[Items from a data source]
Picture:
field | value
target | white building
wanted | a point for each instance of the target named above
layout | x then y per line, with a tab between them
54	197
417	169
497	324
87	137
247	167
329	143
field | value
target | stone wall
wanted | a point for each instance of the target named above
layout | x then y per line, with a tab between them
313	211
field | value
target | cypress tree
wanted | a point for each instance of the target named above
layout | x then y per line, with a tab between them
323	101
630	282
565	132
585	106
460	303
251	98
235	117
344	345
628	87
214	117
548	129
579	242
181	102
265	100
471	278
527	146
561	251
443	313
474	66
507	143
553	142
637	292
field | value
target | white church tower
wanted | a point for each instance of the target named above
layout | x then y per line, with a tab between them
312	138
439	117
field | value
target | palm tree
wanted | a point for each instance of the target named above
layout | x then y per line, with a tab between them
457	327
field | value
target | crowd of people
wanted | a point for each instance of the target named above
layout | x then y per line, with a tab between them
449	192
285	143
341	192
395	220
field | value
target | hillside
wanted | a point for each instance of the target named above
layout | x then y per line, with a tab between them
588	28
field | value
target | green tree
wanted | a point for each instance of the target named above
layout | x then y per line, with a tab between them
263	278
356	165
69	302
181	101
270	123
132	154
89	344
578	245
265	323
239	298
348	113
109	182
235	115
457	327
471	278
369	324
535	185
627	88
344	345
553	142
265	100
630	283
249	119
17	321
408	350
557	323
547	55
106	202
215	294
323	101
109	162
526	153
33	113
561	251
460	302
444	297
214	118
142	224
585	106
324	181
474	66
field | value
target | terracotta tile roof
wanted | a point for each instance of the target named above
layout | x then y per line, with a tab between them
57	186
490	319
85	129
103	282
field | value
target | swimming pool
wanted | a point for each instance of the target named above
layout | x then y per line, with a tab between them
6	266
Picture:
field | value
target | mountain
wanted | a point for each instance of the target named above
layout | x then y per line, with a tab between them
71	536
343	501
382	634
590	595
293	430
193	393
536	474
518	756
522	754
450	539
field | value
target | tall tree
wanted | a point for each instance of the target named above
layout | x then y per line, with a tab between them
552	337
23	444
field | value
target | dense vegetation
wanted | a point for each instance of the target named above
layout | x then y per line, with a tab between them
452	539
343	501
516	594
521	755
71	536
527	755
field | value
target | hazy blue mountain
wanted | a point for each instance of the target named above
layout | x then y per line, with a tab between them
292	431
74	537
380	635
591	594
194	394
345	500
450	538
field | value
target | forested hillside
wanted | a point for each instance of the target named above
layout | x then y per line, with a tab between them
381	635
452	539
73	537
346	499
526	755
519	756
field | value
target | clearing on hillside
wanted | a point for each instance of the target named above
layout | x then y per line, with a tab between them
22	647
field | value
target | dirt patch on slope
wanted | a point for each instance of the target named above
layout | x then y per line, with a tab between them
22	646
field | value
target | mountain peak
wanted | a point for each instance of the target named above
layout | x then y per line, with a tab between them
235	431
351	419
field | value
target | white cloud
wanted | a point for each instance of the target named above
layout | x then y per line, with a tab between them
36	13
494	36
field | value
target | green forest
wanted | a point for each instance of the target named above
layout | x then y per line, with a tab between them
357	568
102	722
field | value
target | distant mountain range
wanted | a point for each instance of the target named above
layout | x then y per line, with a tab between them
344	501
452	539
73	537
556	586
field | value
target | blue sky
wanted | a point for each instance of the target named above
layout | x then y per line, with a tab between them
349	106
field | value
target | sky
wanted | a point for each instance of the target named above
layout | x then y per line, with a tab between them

▶ _WHAT THIS TASK INVOLVES_:
Show the lines from the data above that contain the string "hillside".

▶ _RESULT OF THIS EXERCISE_:
target | hillside
target | forested hillside
target | clearing on hillside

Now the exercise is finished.